**Passage to read**:
In 1965 Gordon Moore formulated the law that came to be named after him, which states that the complexity of integrated circuits doubles every one to two years. At that time he was regarded as a visionary and pioneering thinker. Today, over 50 years later, we see that the integration density of electronic circuits is still continuing to grow.
Now we can store whole libraries on a chip in our smartphones. That was primarily made possible by revolutionary advances in optical technologies and materials science. And although it’s becoming apparent that there are physical limits, developments are not over yet: scientists at Fraunhofer Institutes in Jena and Aachen are working on the next generation of technology for producing even smaller structures.
New target materials for the 6.7 nm radiation source
A key constraint for the lithographic production of ever smaller structures is the wavelength of the light used. In the 1970s the UV light from a mercury vapor lamp was sufficient; the 1990s saw the emergence of excimer lasers with wavelengths of 193 nm. Today, the semiconductor industry combines these radiation sources with refined methods of optical lithography to manufacture structures as small as 14 nm across.
EUV lithography is a completely new technology that has been developed over the last ten years. It works by using extreme ultraviolet (EUV) radiation at a wavelength of 13.5 nm, which is generated by evaporating a droplet of tin with a high-power laser. The aim is to harness the emitted EUV radiation to produce structures with a size of 10 nm or less.

(Dataset rows for pointing at objects)
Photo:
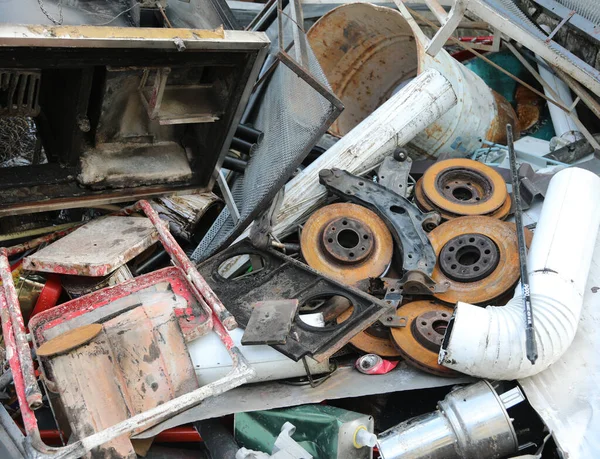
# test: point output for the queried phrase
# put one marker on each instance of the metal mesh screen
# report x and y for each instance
(293, 116)
(589, 9)
(511, 12)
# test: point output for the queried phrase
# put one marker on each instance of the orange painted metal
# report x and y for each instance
(500, 280)
(409, 344)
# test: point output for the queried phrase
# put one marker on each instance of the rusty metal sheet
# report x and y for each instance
(95, 249)
(270, 322)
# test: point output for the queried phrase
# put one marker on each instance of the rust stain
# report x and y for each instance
(506, 115)
(104, 32)
(529, 106)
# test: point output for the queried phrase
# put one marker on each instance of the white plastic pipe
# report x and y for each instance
(564, 126)
(421, 102)
(490, 342)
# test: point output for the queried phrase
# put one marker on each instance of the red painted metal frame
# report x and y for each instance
(87, 303)
(183, 434)
(21, 364)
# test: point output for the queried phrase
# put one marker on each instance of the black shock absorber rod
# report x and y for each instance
(530, 343)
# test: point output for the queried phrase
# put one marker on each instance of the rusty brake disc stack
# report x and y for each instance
(460, 187)
(347, 242)
(420, 339)
(477, 256)
(350, 243)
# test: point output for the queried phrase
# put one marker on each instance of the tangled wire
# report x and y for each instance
(18, 141)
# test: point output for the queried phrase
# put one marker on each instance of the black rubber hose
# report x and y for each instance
(249, 134)
(217, 439)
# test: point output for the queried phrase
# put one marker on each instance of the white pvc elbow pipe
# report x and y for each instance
(490, 342)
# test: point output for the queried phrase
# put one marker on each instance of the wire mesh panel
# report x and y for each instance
(293, 108)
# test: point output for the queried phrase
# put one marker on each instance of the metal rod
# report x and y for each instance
(554, 94)
(32, 389)
(530, 344)
(492, 63)
(180, 259)
(229, 201)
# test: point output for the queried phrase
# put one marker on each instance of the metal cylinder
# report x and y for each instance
(470, 423)
(368, 53)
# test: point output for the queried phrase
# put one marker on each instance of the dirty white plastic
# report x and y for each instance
(564, 126)
(212, 362)
(490, 342)
(365, 438)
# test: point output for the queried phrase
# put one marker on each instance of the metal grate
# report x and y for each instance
(293, 107)
(19, 92)
(589, 9)
(506, 16)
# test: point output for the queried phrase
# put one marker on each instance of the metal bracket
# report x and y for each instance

**Exercise requirements**:
(1) Copy the stretch of the passage on chip lithography from "In 1965 Gordon" through "even smaller structures.", swapping in "tablets" wherever "smartphones" occurs.
(2) Carry the passage on chip lithography forward from its last sentence.

**Answers per task**:
(1)
In 1965 Gordon Moore formulated the law that came to be named after him, which states that the complexity of integrated circuits doubles every one to two years. At that time he was regarded as a visionary and pioneering thinker. Today, over 50 years later, we see that the integration density of electronic circuits is still continuing to grow.
Now we can store whole libraries on a chip in our tablets. That was primarily made possible by revolutionary advances in optical technologies and materials science. And although it’s becoming apparent that there are physical limits, developments are not over yet: scientists at Fraunhofer Institutes in Jena and Aachen are working on the next generation of technology for producing even smaller structures.

(2)
Having played a leading part in developing EUV technology, scientists at Fraunhofer ILT are now focused on the next step: technology that uses radiation with a wavelength of around 6.7 nm. Instead of tin, they are working with targets made of gadolinium or terbium alloys, as these facilitate correspondingly shorter wavelengths.
Teams from the two Fraunhofer Institutes worked together to develop a new optical system with which to characterize the radiation source. This system enables them to measure factors such as light output to a high degree of spatial and spectral resolution.
The output power of the radiation source is now enough to carry out trials on new mirror coatings or light-sensitive varnishes (resists). Development work on the radiation source is ongoing to achieve the necessary power scaling.
Coating mirrors with atomic precision
Unlike traditional optical lithography, EUV lithography functions use only reflective optics; this means the mirrors have to meet extremely exacting requirements. Nowadays the thickness of mirror coatings must be correct to around 10 picometers. That is less than the diameter of an atom.
It is laborious and expensive to generate EUV radiation, and consequently every percentage point of reflectivity matters. In the case of mirrors for 13 nm radiation, it has been possible to achieve a reflectivity of around 65% using alternating films of silicon and molybdenum. When it comes to mirrors for 6.7 nm radiation, experts from Fraunhofer IOF in Jena have developed special systems using lanthanum and boron compounds. Here, too, they are battling to reach the theoretical limit of around 70%.
Applications in many areas
Today there are already more mobile telephones than human beings on Earth – a fact that was partly made possible by enormous advances in microlithography. This field will continue to be of the utmost importance over the coming years, including for new subject areas such as industry 4.0 or the Internet of Things.
That is why experts from the Fraunhofer Institutes for Applied Optics and Precision Engineering IOF and for Laser Technology ILT have been working since the start of 2014 on developing the basic principles for lithography at even shorter wavelengths. They are collaborating with industrial partners in the “Beyond EUV” project, which runs to the end of 2016, to develop key components for 6.7 nm wavelength technology.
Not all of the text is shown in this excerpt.